━━━ 本文 ━━━
これについての回答は様々あると思いますが、筆者は「システム開発をするときにはよく基盤チームを作りますよね。その基盤チームが管理できる処理であればアスペクトとして分離できると思います」と回答します。
基盤チームが管理できる処理としては先ほどあげたトレースログ処理やトランザクション管理、例外処理、ログイン(セキュリティ)処理などがあると思います。そのような処理は基盤チームが開発当初から分離/管理しておいて、開発チームが作成した処理に付け加えるのに向いています。
では、ビジネスロジックはどうでしょう。基盤チームが管理できるでしょうか。
通常、ビジネスロジックは開発チームが作り、基盤チームはビジネスロジックには無関係でいることが多いと思います。そもそも規模が大きくなれば複数の開発チームが分担して作成する複雑なビジネスロジックを1つの基盤チームが管理することは難しいでしょう。
よって、ビジネスロジックはアスペクトとして分離するのには向いていません。もちろん、小規模開発で参加メンバーのコミュニケーションが取りやすいのであれば、どんな処理でも分離して、それで開発しやすいのであれば、なんでもかんでもアスペクトとして処理してもかまわないでしょう。ただし、その場合もメンテナンスを考えると不適切になると思います。
AOPを適用する範囲は、プロジェクトで管理可能な程度に抑える必要があります。
AOPの用語
さて、ここまでAOPについて哲学や思想を排除した形で何ができるのかなどを記述してきましたが、ここからはAOPの知識として、代表的な用語を簡単に説明します。次回以降はSeasar2・SpringのAOPのサンプルを用いて、具体的なイメージはつかんでいただくこととして、今回は各用語の意味を大まかに理解してください。
Aspect
横断的な関心事が持つ振る舞い(処理のこと)と、いつ振る舞いを適用するかをまとめたものです。つまり、以下に記述するAdviceとPointcutをまとめたものをAspect(アスペクト)といいます。
━━━
指定課題 1:
以下の記録のうち、文字列「white」を含む行の数を数え、その数のみを答えてください。大文字と小文字は区別するものとします。
━━━ 抽出記録 ━━━
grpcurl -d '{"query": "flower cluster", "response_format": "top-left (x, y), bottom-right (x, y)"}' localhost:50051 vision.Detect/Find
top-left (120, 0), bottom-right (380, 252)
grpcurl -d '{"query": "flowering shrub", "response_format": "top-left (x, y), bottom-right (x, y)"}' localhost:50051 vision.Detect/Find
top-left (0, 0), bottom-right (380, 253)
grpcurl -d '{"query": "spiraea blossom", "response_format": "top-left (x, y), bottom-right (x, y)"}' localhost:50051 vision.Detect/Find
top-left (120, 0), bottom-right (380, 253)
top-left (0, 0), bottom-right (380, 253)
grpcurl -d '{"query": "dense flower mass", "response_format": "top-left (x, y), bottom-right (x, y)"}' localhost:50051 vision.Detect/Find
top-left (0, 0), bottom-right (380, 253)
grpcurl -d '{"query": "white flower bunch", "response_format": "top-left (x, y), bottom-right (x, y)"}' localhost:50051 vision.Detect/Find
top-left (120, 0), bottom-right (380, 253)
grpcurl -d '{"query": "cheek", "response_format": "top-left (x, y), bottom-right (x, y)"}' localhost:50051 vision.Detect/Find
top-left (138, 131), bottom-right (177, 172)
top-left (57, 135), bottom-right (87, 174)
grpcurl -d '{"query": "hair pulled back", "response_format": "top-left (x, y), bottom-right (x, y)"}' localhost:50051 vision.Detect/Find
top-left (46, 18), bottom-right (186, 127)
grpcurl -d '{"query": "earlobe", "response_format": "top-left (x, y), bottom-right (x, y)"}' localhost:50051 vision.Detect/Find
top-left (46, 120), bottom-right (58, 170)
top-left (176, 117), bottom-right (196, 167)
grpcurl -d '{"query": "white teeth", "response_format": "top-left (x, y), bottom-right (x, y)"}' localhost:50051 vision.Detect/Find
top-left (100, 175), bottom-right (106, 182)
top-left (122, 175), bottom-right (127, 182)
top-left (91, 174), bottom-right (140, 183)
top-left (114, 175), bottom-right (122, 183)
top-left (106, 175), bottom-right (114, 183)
━━━
指定課題 2:
AOPの解説文から、「基盤チームが管理できる処理と」を含む語句で始まり「理することは難しいでしょう。」で終わる部分を、一字一句違えずに書き写してください。

演習の解答 1:
2

演習の解答 2:
基盤チームが管理できる処理としては先ほどあげたトレースログ処理やトランザクション管理、例外処理、ログイン(セキュリティ)処理などがあると思います。そのような処理は基盤チームが開発当初から分離/管理しておいて、開発チームが作成した処理に付け加えるのに向いています。
では、ビジネスロジックはどうでしょう。基盤チームが管理できるでしょうか。
通常、ビジネスロジックは開発チームが作り、基盤チームはビジネスロジックには無関係でいることが多いと思います。そもそも規模が大きくなれば複数の開発チームが分担して作成する複雑なビジネスロジックを1つの基盤チームが管理することは難しいでしょう。